=== Work to be completed ===
Lines from the records below that contain the word "instance" are to be copied out.
==== Data
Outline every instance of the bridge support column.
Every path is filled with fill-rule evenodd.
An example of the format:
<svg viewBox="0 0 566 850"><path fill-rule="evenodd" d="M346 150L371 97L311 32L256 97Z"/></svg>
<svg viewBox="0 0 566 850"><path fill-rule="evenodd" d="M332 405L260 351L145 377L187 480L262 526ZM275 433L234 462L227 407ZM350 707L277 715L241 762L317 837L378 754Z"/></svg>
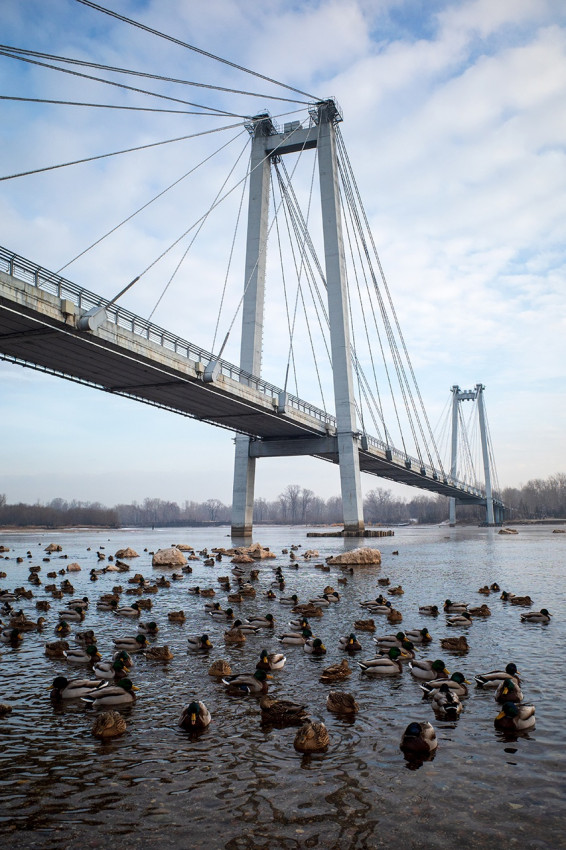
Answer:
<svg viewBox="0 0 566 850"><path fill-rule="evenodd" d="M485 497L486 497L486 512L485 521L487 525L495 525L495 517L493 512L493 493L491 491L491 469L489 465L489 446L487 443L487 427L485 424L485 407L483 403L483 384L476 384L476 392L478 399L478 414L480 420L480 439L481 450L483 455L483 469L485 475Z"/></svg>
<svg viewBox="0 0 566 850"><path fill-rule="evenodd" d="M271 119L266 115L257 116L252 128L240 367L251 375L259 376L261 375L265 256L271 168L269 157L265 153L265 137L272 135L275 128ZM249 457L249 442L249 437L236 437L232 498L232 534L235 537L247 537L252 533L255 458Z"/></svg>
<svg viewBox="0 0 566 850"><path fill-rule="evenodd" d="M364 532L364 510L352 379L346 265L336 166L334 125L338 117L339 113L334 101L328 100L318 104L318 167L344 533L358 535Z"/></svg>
========
==== Data
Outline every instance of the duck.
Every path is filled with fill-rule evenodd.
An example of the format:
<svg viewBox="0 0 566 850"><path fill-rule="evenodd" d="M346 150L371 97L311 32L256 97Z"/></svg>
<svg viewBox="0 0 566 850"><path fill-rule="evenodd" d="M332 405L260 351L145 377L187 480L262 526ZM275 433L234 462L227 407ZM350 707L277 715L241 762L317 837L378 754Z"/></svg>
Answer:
========
=== Response area ===
Outline every instance of the bridge support column.
Outline every instance of the duck.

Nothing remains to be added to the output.